> Exercise objective
Copy out exactly the lines from the one containing "written like (767,8)." to the last line of the records below, both included, and leave out any pictures.

> Material provided
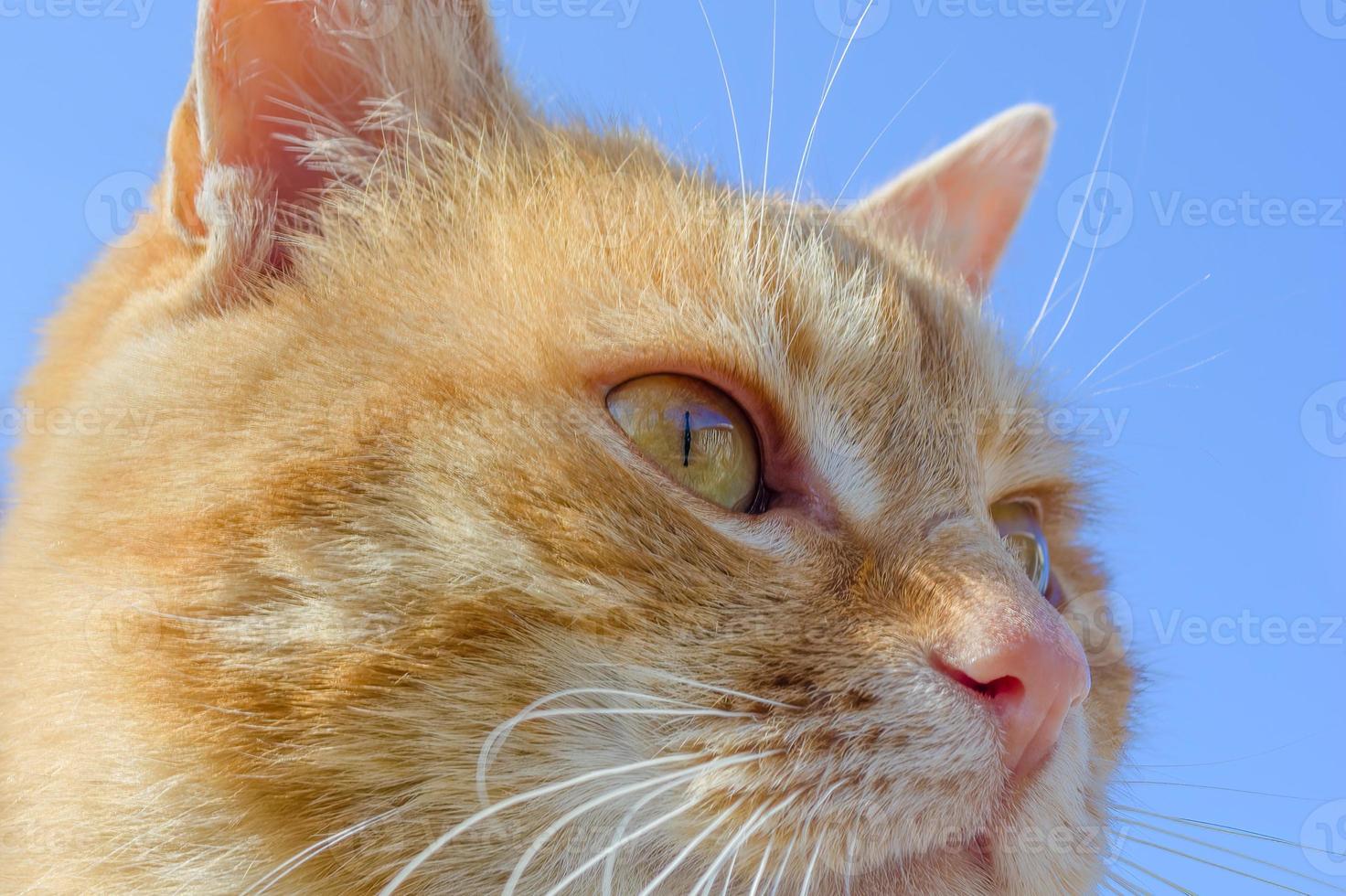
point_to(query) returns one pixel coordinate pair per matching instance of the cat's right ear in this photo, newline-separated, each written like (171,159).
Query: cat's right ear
(288,96)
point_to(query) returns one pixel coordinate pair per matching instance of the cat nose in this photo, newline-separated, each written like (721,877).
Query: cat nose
(1030,677)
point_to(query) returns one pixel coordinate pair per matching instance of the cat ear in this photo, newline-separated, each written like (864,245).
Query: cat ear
(276,80)
(963,203)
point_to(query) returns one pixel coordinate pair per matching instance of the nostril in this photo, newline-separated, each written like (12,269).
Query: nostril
(1029,687)
(1003,688)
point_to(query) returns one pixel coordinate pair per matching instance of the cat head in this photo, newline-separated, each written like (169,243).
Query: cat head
(516,490)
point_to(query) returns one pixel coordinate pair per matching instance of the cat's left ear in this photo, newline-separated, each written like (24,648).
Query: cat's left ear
(961,205)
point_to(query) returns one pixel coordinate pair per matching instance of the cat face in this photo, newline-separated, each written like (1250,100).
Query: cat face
(416,584)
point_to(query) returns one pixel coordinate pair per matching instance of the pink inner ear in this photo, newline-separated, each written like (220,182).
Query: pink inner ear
(270,70)
(964,202)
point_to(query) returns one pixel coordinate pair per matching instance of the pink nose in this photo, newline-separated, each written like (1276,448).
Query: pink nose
(1030,679)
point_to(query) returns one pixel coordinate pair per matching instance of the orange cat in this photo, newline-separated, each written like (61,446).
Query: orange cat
(517,510)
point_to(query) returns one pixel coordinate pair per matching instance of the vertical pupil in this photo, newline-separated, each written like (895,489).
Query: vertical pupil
(687,437)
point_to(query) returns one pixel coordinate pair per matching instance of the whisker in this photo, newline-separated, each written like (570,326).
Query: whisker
(610,864)
(1201,333)
(716,689)
(770,123)
(443,839)
(687,850)
(1149,873)
(1236,853)
(1137,328)
(729,873)
(1103,144)
(1206,861)
(282,870)
(733,116)
(804,824)
(813,128)
(766,856)
(1226,829)
(812,867)
(1171,373)
(615,847)
(758,818)
(536,847)
(1228,790)
(492,744)
(1080,293)
(883,131)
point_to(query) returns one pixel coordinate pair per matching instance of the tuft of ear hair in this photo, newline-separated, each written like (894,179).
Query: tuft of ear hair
(961,205)
(290,96)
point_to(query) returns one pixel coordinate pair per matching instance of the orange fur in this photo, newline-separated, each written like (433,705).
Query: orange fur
(377,507)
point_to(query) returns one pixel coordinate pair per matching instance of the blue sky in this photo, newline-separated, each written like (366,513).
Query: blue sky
(1218,424)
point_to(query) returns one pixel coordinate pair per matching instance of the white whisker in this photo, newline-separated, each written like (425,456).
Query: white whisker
(536,847)
(733,116)
(610,864)
(883,131)
(1234,853)
(812,867)
(687,850)
(492,744)
(758,818)
(443,839)
(279,873)
(629,838)
(1171,373)
(817,116)
(1225,829)
(1134,330)
(766,858)
(1149,873)
(1094,176)
(1206,861)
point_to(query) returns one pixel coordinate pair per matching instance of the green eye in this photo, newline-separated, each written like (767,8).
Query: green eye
(1021,536)
(695,432)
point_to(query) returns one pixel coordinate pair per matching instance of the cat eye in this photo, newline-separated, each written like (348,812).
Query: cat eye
(1021,536)
(696,433)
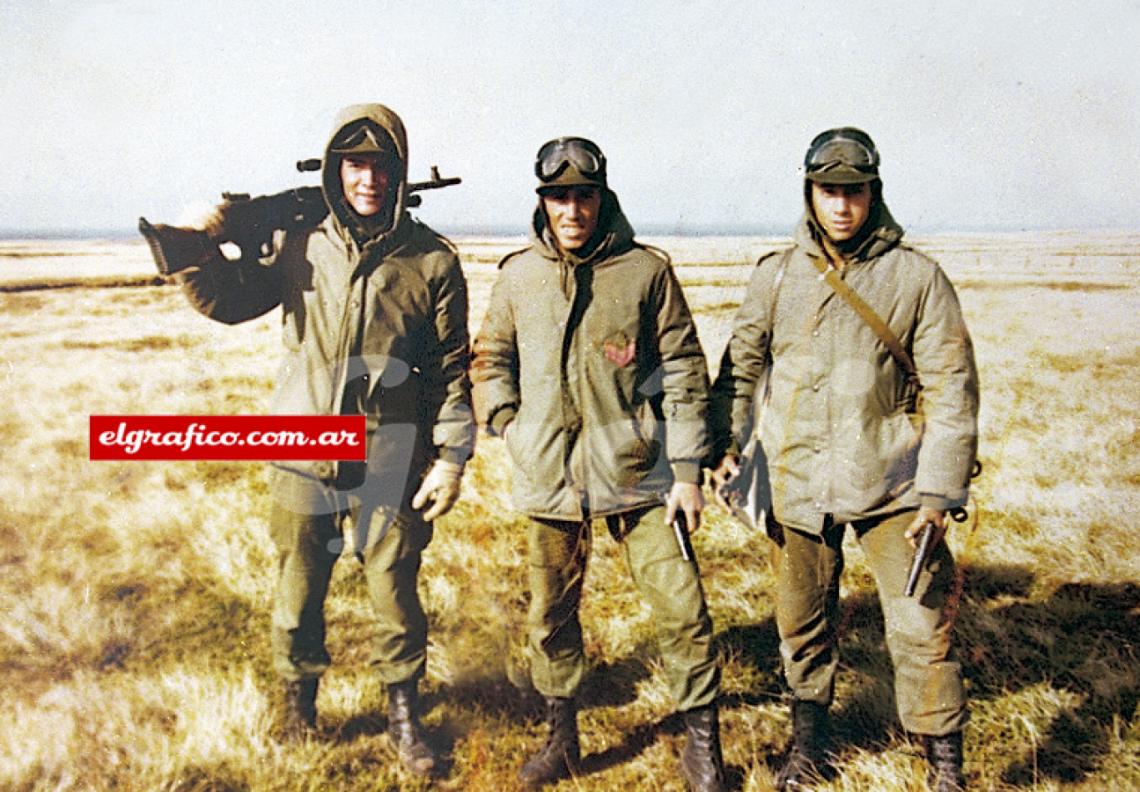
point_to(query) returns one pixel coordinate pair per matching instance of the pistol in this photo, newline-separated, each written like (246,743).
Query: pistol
(921,556)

> Solution for this problem
point_to(query) returns one pixel coordinate pair per matching instance of the green eye in this photo, newline-separated, each written like (767,8).
Query: green eye
(1021,536)
(695,432)
point_to(query) returns one pixel coordinate pair per matching instance of the cat eye in this photo, newline-separated, each written like (348,812).
Query: cat eye
(1021,536)
(696,433)
point_to(query) returns one pixel coordinate pair per matching instance of the pistol in this photo, newline-separated, each written like (246,743).
Query: pistol
(921,556)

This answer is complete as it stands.